-- PROVIDED TEXT --
++++

India’s ‘magic beans’

Some of those areas, dubbed India’s “magic beans” came to light in a new report by The Boston Consulting Group (BCG) which was unveiled at the Summit. Commissioned by the USAIC, the report, titled Biopharma R&D: Moving the Needle in Innovation, made the point that although the Indian government has declared 2010 to 2020 the “Decade of Innovation,” the country must encourage greater investment and activity in bioinformatics, applied research, and translational research to maximise opportunities for R&D in the life sciences.

Oncology research panel (from left): Moderator Dr. Raju Kucherlapati, Professor, Department of Genetics, Harvard Medical School; Dr. Nirmal Ganguly, President JIPMER and former Director General, ICMR; Dr. Elad Sharon, National Cancer Institute; Dr. Chris Takimoto, Vice President, Johnson & Johnson Pharma; Dr. Amba Nandakumar, Deputy Director General, ICMR Investment panel (from left): Moderator Bart Janssens, Partner & Managing Director, BCG; Dr Renu Swarup, Managing Director, BIRAC, Government of India; Utkarsh Palnitkar, Executive Director, Centrum Capital; Dr RuiPing Dong, Senior Vice President, Head of Emerging Markets R&D, Merck & Co.; Dr. Robert King, Senior Partner, Global Healthcare Group, Goldman Sachs; KV Subramaniam, President & CEO, Reliance Life Sciences

The Summit focused on fostering collaborations and networking at various levels. Panel discussions on industry-academia partnerships, clinical research, R&D collaborations, funding and investment, and oncology helped spotlight the pain spots as well as the opportunity areas.

A panel discussion on industry-academia partnerships had panellists debating how such tie ups could drive the next wave of innovation. Dr Barbara Bierer, Senior Vice President Research, Brigham and Women’s Hospital  felt that it was “critical” to have a team which will build the partnership. She averred that administrative issues needed to be sorted out in advance so that “the science can be smooth.”

Dr Karen Antman, Dean and Povost, Boston University School of Medicine made that point that health science students needed to be aware of global health issues.

++++

-- EXCERPTED DATA --
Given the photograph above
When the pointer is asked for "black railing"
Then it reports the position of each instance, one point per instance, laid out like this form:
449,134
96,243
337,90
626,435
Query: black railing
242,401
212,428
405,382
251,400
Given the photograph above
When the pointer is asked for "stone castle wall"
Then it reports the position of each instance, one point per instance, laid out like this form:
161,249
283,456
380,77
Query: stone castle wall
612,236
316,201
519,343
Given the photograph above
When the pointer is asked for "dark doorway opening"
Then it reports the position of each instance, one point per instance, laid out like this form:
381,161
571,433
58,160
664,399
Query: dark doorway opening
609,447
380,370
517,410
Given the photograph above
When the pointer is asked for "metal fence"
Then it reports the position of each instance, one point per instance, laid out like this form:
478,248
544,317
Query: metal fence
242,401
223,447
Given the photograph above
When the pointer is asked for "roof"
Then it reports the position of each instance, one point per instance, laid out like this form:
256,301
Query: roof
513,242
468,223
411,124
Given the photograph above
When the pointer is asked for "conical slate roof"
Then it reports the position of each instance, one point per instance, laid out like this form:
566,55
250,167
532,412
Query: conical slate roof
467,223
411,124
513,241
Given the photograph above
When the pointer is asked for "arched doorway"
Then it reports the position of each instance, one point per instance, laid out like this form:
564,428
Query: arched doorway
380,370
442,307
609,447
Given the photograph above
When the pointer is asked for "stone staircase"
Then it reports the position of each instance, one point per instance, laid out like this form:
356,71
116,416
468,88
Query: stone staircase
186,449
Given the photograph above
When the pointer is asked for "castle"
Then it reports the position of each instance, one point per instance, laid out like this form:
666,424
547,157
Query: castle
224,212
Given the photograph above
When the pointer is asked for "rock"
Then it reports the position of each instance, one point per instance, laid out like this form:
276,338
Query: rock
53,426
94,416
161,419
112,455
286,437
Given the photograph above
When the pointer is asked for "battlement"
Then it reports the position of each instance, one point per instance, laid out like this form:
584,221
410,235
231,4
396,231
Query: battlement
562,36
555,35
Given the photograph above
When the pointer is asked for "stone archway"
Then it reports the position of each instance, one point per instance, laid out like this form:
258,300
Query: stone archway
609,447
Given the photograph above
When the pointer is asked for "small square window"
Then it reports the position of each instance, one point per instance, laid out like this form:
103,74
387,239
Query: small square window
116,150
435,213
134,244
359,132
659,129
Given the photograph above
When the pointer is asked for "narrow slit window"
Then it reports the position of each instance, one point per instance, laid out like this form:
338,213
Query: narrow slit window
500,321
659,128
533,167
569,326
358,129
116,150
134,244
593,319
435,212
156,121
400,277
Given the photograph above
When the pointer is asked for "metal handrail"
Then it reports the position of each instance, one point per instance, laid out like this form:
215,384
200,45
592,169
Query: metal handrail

++++

-- THINGS TO DO --
1. Reproduce everything in the article on India's biopharma summit from "Some of those" down to "the life sciences.".
2. Pick up the article on India's biopharma summit after its final sentence and carry it forward.

-- EXPECTED OUTPUTS --
1.
Some of those areas, dubbed India’s “magic beans” came to light in a new report by The Boston Consulting Group (BCG) which was unveiled at the Summit. Commissioned by the USAIC, the report, titled Biopharma R&D: Moving the Needle in Innovation, made the point that although the Indian government has declared 2010 to 2020 the “Decade of Innovation,” the country must encourage greater investment and activity in bioinformatics, applied research, and translational research to maximise opportunities for R&D in the life sciences.

2.
Speaking from the industry side, Dr Sridaran Natesan, Vice President, External Innovation (R&D), Sanofi made the point that the general perception is that industry-academia partnerships are not as productive they could be. He stressed that people are the most important factor in such tie ups, and such partnerships can only be successful only if there is interaction at three levels: from the senior-most leadership levels (CXOs and university deans who need to  set the vision for such partnerships), to the next level (managers who need to manage the science) to the scientist level. Scientist level interaction needs to be promoted to a greater level. In this context, Dr Nirmal Ganguly, Chairman, JIPMER and Former Director, ICMR said, “We need to remove the mutual suspicion among IPR partners.”

Speakers in the session on clinical research were asked to give their suggestions to build a practical road map to achieve more from India. Dr Savita Dhillon, Medical Director, Medanta Duke Research Institute, said that there was a need for initiatives where the public becomes a partner. Reflecting rising concerns on this front, Ganguly fielded various queries from the audience, giving clarity on the government’s stance on various issues like First-In-Man studies.

Dr Renu Swarup, Managing Director, Biotechnology Industry Related Assistance Council (BIRAC) informed delegates of the investment schemes to be rolled out by the Department of Biotechnology in the near future, and also made the point that the Government of India did not want to “spread funding too thin.”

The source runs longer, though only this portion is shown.